Work instructions |
From the article on unexpected travel dangers, return the passage that begins at "3. Forgetting your" and stops after "not be available.", copied word for word.

Supplied passage |
________

The media is full of stories that can put nervous people off traveling, but the statistics still show you’re more likely to die crossing the street than in a plane crash.
Unfortunately for today’s traveler, losing your life in a plane crash, a civil riot, or a sinking cruise ship is the least of your worries.
There are actually many unconventional ways that travel can kill you if you’re not careful.
1. Nibbling the latest Asian delicacy
Both China and Japan feature amazingly diverse cuisine and part of the appeal lies in the wide variety of unique ingredients.
The puffer fish, for example, is considered a delicacy, but it can only be prepared by licensed chefs for a simple reason: the puffer fish contains tetrodotoxin, a neurotoxin that is over a thousand times more deadly than cyanide.
The first recorded case of tetrodotoxin poisoning was found in the ship log of Captain James Cook from 1774 when the crew of the ship ate some local tropical fish and then fed the remains to the pigs kept on board. The crew experienced numbness and shortness of breath while the pigs were found dead the next morning (likely due to eating the body parts that contained most of the poison).
Unfortunately, a growing number of restaurants have been known to serve the fish to risk-taking tourists. With no antidote for tetrodotoxin, it’s safer to stick to the chilis and wasabi.
2. Slogging through the jet lag
For many travelers, jet lag is simply a minor annoyance that causes them to feel a little out of sorts – a condition that leaves you with jangled nerves, severe exhaustion, and a lack of appetite.
Unfortunately, recent studies have found that a person whose circadian rhythms – that is their internal bodily clock – are scrambled are at a greater risk of heart attack. They’re also at risk of being severely confused and distracted. Sometimes travelers who cross multiple time zones can distracted enough to forget they are in another country and walk into the street without checking for cars in the right direction.
Jet lag is no joke. Take enough time on the other side to get properly recalibrated before you head out to see the sites.
3. Forgetting your vaccinations
For some travelers, coming home with a weird disease amounts to bragging rights. Even travelers with healthy immune systems need to check their vaccinations before heading out because access to adequate local medical care may not be available.
Here are the top traveler diseases that are preventable by vaccines or treated with antibiotics:
- Tetanus – this one can occur anywhere, but it’s most common in places like India and central Africa. It’s called lockjaw for a reason too – this disease affects your nervous system, causing muscles to spasm and seize. Get a booster every 10 years.
- Cholera – this disease is caused by poor sanitation, so it can occur wherever there is contaminated food and water. It often occurs in areas affected by natural disasters that disrupt the sewage and water treatment facilities. This one can kill.

________

Data for analysis |
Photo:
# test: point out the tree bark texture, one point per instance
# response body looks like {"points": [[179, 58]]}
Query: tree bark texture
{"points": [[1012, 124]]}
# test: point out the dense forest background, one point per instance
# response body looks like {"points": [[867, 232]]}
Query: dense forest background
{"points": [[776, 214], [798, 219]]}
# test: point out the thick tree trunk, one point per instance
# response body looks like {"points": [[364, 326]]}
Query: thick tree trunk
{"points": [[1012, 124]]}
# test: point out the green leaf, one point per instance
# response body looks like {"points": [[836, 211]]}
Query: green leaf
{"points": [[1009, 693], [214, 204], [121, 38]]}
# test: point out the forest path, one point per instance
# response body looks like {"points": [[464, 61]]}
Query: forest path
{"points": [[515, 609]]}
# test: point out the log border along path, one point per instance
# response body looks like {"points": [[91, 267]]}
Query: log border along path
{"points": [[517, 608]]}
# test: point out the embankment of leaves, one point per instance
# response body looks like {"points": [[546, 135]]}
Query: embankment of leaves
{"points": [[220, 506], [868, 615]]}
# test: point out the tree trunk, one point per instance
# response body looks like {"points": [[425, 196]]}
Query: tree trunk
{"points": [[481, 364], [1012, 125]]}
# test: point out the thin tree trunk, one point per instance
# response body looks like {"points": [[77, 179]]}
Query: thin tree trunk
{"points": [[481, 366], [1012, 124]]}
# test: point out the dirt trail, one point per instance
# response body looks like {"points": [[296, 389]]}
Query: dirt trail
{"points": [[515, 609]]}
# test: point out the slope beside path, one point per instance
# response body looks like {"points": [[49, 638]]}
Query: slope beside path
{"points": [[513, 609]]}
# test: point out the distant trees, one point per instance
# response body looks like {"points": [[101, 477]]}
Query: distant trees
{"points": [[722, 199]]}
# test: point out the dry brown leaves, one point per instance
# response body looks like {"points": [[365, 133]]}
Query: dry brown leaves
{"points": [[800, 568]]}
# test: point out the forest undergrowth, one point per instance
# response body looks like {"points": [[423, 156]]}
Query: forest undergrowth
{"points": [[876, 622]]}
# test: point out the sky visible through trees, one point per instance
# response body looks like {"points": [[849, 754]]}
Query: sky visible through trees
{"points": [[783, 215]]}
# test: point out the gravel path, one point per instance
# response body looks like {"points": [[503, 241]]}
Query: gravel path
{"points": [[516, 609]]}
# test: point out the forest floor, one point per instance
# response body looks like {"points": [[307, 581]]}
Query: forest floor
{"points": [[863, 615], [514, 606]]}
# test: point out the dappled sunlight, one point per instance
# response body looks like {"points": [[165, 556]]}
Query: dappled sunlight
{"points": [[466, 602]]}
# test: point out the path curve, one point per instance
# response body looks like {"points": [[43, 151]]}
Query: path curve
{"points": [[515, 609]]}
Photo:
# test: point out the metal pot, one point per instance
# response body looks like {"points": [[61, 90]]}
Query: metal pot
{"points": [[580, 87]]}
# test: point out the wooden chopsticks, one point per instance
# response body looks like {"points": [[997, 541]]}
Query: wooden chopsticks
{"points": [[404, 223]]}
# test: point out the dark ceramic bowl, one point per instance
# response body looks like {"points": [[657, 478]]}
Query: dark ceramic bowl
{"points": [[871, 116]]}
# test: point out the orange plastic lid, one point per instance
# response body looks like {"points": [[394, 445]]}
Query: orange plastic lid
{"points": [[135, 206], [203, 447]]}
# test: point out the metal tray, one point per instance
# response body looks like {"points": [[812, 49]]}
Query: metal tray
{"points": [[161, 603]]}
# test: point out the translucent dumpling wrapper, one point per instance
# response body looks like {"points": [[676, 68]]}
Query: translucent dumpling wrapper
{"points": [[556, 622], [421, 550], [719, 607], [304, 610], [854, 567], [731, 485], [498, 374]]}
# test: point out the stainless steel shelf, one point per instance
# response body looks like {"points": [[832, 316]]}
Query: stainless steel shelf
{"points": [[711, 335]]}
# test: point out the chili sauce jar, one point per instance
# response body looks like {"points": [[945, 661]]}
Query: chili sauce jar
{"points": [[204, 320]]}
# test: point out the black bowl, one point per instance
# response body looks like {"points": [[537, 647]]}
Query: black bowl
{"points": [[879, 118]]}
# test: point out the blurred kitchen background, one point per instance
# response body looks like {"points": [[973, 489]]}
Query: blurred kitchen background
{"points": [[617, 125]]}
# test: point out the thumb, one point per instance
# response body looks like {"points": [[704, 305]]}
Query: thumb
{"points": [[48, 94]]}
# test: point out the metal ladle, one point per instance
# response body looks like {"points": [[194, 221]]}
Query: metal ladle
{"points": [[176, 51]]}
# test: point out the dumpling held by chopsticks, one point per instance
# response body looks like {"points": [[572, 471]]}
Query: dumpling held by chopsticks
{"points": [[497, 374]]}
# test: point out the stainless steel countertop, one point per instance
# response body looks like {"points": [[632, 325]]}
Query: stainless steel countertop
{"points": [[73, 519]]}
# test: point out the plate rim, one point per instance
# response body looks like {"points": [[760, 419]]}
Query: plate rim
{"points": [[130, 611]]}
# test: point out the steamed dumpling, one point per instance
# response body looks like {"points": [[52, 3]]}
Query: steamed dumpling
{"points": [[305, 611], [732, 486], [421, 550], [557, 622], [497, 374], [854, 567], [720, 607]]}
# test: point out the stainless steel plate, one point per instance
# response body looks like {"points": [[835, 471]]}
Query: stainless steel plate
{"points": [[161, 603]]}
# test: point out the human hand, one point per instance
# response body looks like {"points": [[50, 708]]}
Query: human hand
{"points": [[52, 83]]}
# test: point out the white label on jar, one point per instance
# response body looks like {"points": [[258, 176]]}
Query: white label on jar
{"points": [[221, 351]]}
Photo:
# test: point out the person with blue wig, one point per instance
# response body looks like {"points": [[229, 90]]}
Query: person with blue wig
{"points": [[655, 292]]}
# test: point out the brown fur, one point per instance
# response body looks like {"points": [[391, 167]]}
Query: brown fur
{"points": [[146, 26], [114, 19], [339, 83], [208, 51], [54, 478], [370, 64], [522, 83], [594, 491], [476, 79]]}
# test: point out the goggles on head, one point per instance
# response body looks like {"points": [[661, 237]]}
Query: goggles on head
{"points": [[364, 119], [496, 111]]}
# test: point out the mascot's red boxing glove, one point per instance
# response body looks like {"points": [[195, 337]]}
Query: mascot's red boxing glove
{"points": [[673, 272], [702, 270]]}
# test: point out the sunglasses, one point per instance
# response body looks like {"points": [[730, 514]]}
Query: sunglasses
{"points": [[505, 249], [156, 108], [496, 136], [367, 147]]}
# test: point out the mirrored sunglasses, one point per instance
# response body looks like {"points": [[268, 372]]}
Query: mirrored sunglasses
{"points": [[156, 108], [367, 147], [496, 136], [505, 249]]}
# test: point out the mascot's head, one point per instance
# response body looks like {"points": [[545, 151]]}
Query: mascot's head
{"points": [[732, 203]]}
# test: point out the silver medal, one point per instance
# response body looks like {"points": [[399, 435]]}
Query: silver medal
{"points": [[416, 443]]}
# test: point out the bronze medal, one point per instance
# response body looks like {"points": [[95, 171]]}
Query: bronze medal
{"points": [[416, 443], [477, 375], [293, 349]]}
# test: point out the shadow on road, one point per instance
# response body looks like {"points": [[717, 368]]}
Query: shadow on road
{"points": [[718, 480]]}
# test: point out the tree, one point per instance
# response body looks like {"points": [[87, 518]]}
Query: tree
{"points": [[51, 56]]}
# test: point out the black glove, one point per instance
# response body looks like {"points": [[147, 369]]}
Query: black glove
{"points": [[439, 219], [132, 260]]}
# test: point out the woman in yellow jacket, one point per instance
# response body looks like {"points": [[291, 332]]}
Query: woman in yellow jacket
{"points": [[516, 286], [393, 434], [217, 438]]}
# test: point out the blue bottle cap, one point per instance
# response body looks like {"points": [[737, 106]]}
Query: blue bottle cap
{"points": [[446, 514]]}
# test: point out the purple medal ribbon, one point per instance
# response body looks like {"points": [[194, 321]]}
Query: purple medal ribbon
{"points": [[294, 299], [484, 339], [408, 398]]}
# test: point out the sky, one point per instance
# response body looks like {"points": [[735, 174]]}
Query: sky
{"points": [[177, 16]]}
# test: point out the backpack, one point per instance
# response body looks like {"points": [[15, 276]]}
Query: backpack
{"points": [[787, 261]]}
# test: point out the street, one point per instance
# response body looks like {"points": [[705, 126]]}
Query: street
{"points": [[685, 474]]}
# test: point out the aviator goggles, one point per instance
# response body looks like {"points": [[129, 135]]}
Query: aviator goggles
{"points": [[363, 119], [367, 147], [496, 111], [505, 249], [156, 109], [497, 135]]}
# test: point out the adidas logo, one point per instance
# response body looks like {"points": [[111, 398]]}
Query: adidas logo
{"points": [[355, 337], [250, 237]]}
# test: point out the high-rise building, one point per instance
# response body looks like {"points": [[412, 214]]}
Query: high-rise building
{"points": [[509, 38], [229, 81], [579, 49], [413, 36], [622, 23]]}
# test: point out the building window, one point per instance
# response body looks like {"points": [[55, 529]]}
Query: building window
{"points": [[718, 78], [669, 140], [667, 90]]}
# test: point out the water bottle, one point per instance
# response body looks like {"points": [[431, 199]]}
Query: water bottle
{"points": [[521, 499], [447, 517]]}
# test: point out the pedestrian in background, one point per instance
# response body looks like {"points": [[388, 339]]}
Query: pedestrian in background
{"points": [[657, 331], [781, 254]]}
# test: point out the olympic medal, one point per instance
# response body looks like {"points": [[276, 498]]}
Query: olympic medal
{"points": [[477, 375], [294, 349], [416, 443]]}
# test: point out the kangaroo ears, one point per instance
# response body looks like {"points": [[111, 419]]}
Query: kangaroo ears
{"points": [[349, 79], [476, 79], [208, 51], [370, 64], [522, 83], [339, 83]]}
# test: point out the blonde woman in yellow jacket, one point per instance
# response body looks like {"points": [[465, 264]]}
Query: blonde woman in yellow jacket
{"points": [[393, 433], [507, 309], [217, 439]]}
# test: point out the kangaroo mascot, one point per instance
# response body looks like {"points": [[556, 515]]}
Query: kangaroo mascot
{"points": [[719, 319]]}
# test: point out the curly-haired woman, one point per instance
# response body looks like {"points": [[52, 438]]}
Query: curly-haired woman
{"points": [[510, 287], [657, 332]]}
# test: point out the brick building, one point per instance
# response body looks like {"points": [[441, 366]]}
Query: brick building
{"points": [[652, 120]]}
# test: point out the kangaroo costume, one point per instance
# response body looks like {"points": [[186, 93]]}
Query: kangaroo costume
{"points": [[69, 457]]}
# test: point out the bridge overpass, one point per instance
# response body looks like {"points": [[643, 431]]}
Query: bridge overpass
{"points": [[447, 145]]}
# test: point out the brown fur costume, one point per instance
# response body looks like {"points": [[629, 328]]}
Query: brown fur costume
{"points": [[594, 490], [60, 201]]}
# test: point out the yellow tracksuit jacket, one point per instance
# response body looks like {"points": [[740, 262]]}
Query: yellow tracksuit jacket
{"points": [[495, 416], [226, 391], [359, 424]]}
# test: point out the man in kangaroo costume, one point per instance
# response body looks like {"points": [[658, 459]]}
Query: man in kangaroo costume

________

Task response |
3. Forgetting your vaccinations
For some travelers, coming home with a weird disease amounts to bragging rights. Even travelers with healthy immune systems need to check their vaccinations before heading out because access to adequate local medical care may not be available.